Такие смуты бывают естественым последствием религиозной тирании; но ярость донатистов воспламенялась от особого и чрезвычайно странного вида безумия, которое - если оно действительно развилось между ними в такой сильной степени, как рассказывают, - не имело ничего себе подобного ни в какой стране и ни в каком веке. Многие из этих фанатиков были одержимы отвращением к жизни и желанием мученичества; им было все равно, каким способом и от чьей руки они погибали, лишь бы только их смерть была освящена желанием увеличить славу истинной веры и надеждой вечного блаженства. Иногда они грубо расстраивали празднества язычников и оскверняли их храмы с намерением вызвать со стороны самых усердных идолопоклонников отмщение за поруганную честь их богов. Иногда они силою проникали в суды и тем заставляли испуганных судей немедленно предавать их смертной казни. Они нередко останавливали на больших дорогах путешественников и добивались от них мученической смерти, обещая наградить их в случае их согласия и угрожая им немедленной смертью, если они не захотят оказать такой странной услуги. Когда у них не было никакого другого ресурса, они объявляли, что в назначенный день, в присутствии своих друзей и единоверцев, они бросятся головою вниз с какого-нибудь высокого утеса, и любопытным указывали немало пропастей, прославившихся многочисленностью таких религиозных самоубийств. В действиях этих бешеных энтузиастов, - которых одна партия превозносила, как мучеников за веру, а другая ненавидела, как жертв сатаны, - беспристрастный философ усматривает влияние и доведенное до крайности употребление во зло той непреклонности ума, которая первоначально истекала из характера и принципов иудейской нации.

__Поставленная задача A__:
Приведите дословно участок записей от строки, содержащей «One pin marks each instance of the bracelet.», до конца записей, включая обе границы.

__Исходные данные__:
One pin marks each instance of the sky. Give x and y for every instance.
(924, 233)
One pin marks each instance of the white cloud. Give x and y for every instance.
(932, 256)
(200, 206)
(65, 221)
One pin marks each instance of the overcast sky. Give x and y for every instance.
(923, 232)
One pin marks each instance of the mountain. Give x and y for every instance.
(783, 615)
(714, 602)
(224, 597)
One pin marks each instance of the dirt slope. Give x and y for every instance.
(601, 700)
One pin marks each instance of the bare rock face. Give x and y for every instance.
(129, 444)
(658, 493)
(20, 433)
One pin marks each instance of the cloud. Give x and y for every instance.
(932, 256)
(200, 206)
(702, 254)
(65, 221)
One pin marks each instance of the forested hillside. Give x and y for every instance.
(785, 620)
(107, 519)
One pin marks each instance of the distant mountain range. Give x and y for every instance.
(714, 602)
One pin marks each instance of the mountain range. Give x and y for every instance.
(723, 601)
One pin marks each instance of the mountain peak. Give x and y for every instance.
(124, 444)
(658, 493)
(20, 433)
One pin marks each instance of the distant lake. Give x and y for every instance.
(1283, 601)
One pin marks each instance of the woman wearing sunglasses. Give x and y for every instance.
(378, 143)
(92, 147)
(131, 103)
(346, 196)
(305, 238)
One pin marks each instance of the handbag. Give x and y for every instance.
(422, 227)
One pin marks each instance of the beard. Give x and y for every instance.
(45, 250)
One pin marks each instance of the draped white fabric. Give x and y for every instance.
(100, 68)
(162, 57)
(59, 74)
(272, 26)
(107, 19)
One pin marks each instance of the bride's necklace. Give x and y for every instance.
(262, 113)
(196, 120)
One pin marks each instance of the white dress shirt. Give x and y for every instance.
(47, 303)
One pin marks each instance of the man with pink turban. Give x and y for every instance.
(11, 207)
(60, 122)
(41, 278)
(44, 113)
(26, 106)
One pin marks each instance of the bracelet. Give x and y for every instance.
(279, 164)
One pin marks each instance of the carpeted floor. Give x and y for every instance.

__Поставленная задача B__:
Переведите, пожалуйста, на английский язык предложение из фрагмента о донатистах: «Иногда они силою проникали в суды и тем заставляли испуганных судей немедленно предавать их смертной казни».

__Ответ к упражнению A__:
One pin marks each instance of the bracelet. Give x and y for every instance.
(279, 164)
One pin marks each instance of the carpeted floor. Give x and y for every instance.

__Ответ к упражнению B__:
Sometimes they forced their way into the courts and thereby compelled the frightened judges to put them to death at once.